### Texto de leitura:

☆ ☆ ☆ ☆ ☆

No dia 18 de abril de 1857 o Sr. Allan Kardec lançou a primeira edição
de “O Livro dos Espíritos – Uma filosofia espiritualista”, originalmente com
518 perguntas. Composto na forma de perguntas e respostas, dividido em quatro
livros, sendo estes livros por sua vez divididos em capítulos, “O Livro dos
Espíritos” trata de forma geral da doutrina espírita. Todos os assuntos que
seriam posteriormente aprofundados nas demais obras de Kardec foram abordados
n’O Livro dos Espíritos.
- Recebimento do Livro
na França
O livro nasceu sob o
signo da polêmica, e como tal, esgotou-se rapidamente. A primeira edição era
composta de três livros (partes), intitulados “Doutrina Espírita”, “Leis
Morais” e “Esperanças e Consolações”. A segunda edição, publicada em março de
1860, base da maioria das traduções brasileiras, foi uma ampliação
significativa da primeira edição. Ela apresentava 1019 questões feitas aos
espíritos, acrescidas de comentários.
A primeira parte
desdobrou-se em duas: “Causas Primeiras” e Mundo Espiritual ou dos Espíritos”. Criticado
por uns, elogiado por outros, o livro coroa o projeto original do Prof. Rivail (Allan
Kardec) de discutir filosoficamente com os espíritos, através de diferentes
médiuns, questões de assuntos diversos, capazes de circunscrever uma doutrina
que tratasse da origem, trajetória e destino dos Espíritos.
Os leitores
cuidadosos verão que os Espíritos dissertam sobre temas caros à Filosofia e aos
filósofos europeus do século XIX, o que tornou o livro singular entre a
produção espiritualista de seu tempo.
- Como foi Redigido O
Livro dos Espíritos?
As principais fontes
que temos são a Revista Espírita, publicada mensalmente por Kardec e os textos
autobiográficos publicados no livro “Obras Póstumas”, especialmente o que se
intitula “Minha iniciação ao Espiritismo”.
Silvino Canuto Abreu
é um dos autores brasileiros que tratou do tema com fontes privilegiadas. Ele
teve acesso a documentos de Kardec, como a sua correspondência, ainda não
publicada.
O Prof. Rivail se
aproximou dos grupos espíritas a convite de confrades magnetizadores, embora
não acreditasse na manifestação de Espíritos. À sua época, já houvera tido
contato com sonâmbulos, que eram pessoas que alteravam seu estado de
consciência sob efeito do magnetismo e eram capazes de relatar percepções que
não seriam possíveis pela via dos sentidos, como a realização de diagnósticos
de órgãos internos dos consulentes.
Os médiuns
norte-americanos haviam estado na Europa e fizeram demonstrações de fenômenos
das chamadas “mesas girantes”. Canuto Abreu afirma que antes de sua passagem,
nos círculos de magnetizadores, alguns fenômenos já haviam sido objeto de
experimentação com sonâmbulas francesas.

☆ ☆ ☆ ☆ ☆

### Tarefa 1:
Reúna todas as linhas dos registros abaixo que contêm a palavra "flight". Maiúsculas e minúsculas fazem diferença.

☆ ☆ ☆ ☆ ☆

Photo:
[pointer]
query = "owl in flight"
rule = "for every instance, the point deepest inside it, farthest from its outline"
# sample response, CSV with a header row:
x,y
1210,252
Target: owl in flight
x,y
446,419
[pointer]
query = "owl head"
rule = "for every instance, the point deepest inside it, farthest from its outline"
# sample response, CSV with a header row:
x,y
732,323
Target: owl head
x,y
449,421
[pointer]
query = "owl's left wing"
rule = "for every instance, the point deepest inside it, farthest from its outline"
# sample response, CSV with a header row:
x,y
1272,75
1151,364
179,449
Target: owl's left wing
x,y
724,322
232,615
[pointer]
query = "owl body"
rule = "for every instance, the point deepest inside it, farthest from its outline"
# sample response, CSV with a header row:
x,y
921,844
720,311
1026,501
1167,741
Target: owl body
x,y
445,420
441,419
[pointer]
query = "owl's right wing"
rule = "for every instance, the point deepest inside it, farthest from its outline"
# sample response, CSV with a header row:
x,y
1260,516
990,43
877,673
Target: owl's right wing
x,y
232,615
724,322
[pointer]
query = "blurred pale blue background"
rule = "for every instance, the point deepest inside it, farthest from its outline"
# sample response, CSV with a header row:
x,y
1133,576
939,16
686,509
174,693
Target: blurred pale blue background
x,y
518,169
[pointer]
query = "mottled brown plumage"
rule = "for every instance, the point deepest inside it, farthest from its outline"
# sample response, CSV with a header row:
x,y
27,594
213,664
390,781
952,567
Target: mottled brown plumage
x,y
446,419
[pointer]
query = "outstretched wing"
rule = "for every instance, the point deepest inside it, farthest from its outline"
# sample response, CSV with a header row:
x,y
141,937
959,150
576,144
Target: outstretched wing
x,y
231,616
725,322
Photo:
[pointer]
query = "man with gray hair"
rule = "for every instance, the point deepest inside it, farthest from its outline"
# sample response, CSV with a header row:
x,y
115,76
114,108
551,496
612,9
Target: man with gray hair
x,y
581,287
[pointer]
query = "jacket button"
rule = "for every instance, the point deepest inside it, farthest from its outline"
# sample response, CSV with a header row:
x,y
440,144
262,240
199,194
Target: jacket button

☆ ☆ ☆ ☆ ☆

### Tarefa 2:
Reproduza, do texto sobre O Livro dos Espíritos, tudo desde "Silvino Canuto Abreu" até "internos dos consulentes.".

### Solução detalhada 1:
query = "owl in flight"
Target: owl in flight

### Solução detalhada 2:
Silvino Canuto Abreu
é um dos autores brasileiros que tratou do tema com fontes privilegiadas. Ele
teve acesso a documentos de Kardec, como a sua correspondência, ainda não
publicada.
O Prof. Rivail se
aproximou dos grupos espíritas a convite de confrades magnetizadores, embora
não acreditasse na manifestação de Espíritos. À sua época, já houvera tido
contato com sonâmbulos, que eram pessoas que alteravam seu estado de
consciência sob efeito do magnetismo e eram capazes de relatar percepções que
não seriam possíveis pela via dos sentidos, como a realização de diagnósticos
de órgãos internos dos consulentes.